OBJETIVO: Retome o texto abaixo sobre os outsiders de olho na disputa presidencial de 2022 e dê continuidade a ele a partir da última frase.

TRECHO SELECIONADO:
A disputa presidencial começou de vez. Na verdade, desde que Jair Bolsonaro, ainda no início de seu governo, se colocou como candidato à reeleição em 2022. Dentre os inúmeros atores já conhecidos e com passagens por cargos políticos (e pela polícia), chama a atenção os movimentos de alguns outsiders que, embora não tenham se manifestado expressamente sobre a possibilidade de disputarem a presidência, realizam manobras nesse sentido.
Luciano Huck, oriundo do show business, ganhou visibilidade nacional a bordo do “Caldeirão” e não esconde suas pretensões políticas, avaliando que a popularidade conquistada em shows dominicais lhe credencie ao Planalto. Já a dona da Magalu, Luiza Trajano, ícone do business propriamente dito, vem empreendendo uma inciativa batizada de “Unidos pela Vacina”, com a missão de apoiar ações visando imunizar toda a população até setembro deste ano, o que pode eventualmente se constituir em plataforma para o seu lançamento na política.

DADOS EXTRAÍDOS:
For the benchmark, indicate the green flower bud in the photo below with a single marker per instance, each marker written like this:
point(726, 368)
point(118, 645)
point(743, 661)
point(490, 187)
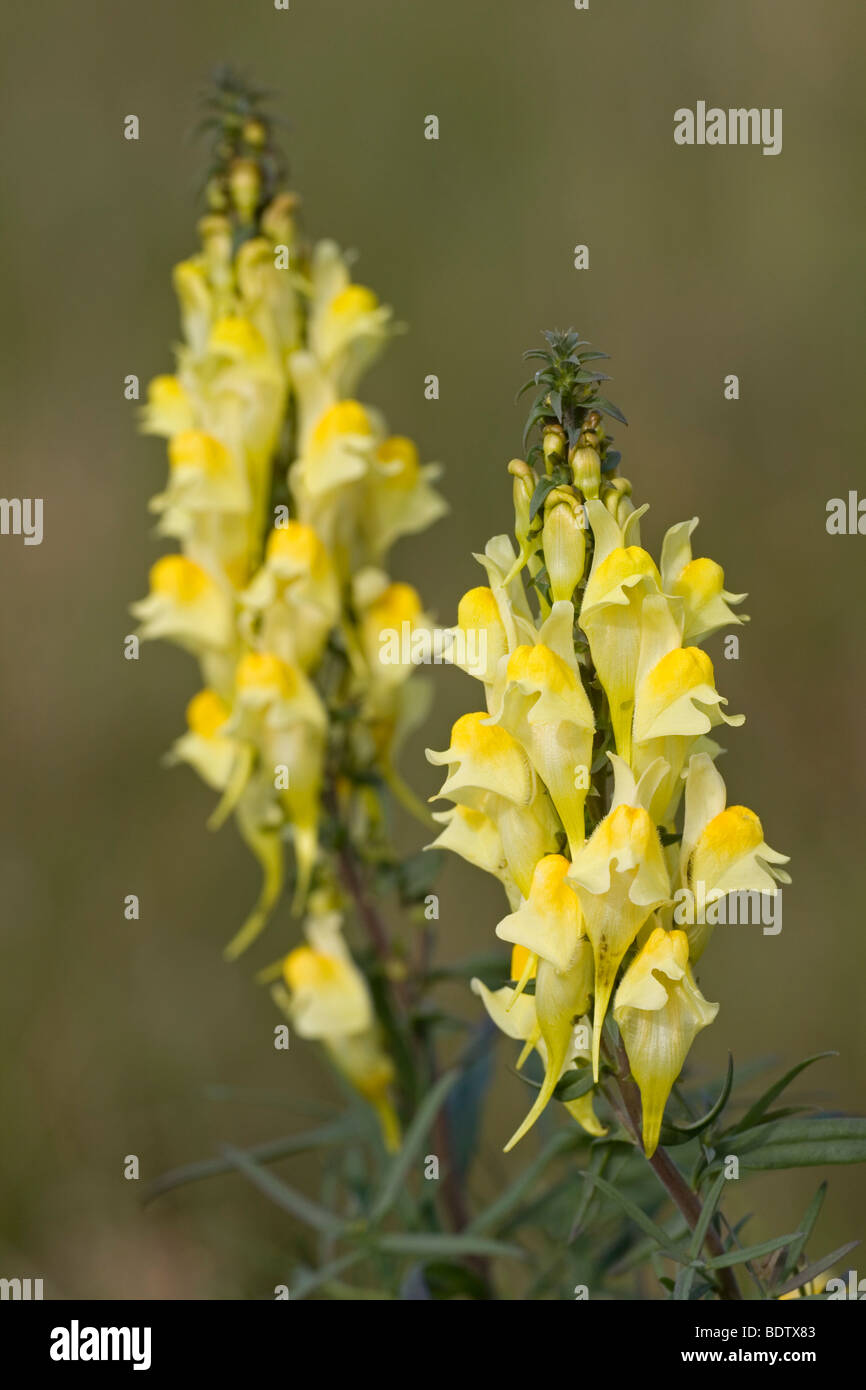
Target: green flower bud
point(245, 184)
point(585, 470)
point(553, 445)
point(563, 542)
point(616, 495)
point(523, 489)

RESULTADO A SEGUIR:
Contudo, e tendo em vista a relevância que esses dois empreendedores ganharam em nível nacional, faço aqui algumas ponderações sobre a oportunidade que podem perder de ficarem em seus respectivos nichos de atuação. Não porque a “política deve ser reservada a políticos”, mas, muito mais pelo fato de que nenhum dos dois revelou até agora qualquer sinal de atitude que os diferenciem dos demais em relação ao principal problema estrutural de que padece o país.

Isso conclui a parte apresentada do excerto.